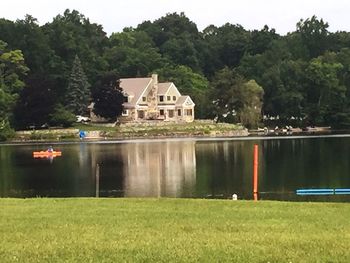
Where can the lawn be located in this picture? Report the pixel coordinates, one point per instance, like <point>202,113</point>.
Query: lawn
<point>172,230</point>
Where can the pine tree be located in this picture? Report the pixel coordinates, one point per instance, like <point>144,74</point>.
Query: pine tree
<point>78,93</point>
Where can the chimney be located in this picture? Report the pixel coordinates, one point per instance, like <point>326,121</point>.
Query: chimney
<point>155,79</point>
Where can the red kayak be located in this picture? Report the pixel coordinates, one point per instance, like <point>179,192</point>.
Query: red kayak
<point>43,154</point>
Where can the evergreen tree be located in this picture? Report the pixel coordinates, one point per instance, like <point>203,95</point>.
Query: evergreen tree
<point>78,93</point>
<point>108,97</point>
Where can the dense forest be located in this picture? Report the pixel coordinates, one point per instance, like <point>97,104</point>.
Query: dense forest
<point>50,73</point>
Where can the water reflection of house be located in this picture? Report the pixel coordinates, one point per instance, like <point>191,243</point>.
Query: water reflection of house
<point>159,169</point>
########################################
• **Short problem**: Copy every line of the records above verbatim, leaving out the picture.

• **Solution below**:
Where can the lawn be located in this picture? Report the pixel coordinates, one point per instance, like <point>202,113</point>.
Query: lawn
<point>172,230</point>
Where can the pine tree be located in this picture? Report the pixel coordinates, one point per instance, like <point>144,74</point>.
Query: pine tree
<point>78,93</point>
Where can the chimney be located in this picture? Report the pixel coordinates, one point per instance, like <point>326,121</point>.
Query: chimney
<point>155,79</point>
Where can the red kayak be located in this picture? Report the pixel coordinates, one point per instance, like <point>179,192</point>.
Query: red kayak
<point>43,154</point>
Where can the evergreen tree be located in this picture? Report the pixel coordinates, one point per instance, like <point>203,95</point>.
Query: evergreen tree
<point>78,93</point>
<point>108,97</point>
Where can the dense forest be located in this picture? Report the pixel coordinates, one point per instance, like <point>97,104</point>.
Query: dense forest
<point>50,73</point>
Where can the water reflection of house be located in this picture? Report the pixel coordinates, one point per instance, like <point>191,243</point>.
Query: water reflection of house
<point>159,169</point>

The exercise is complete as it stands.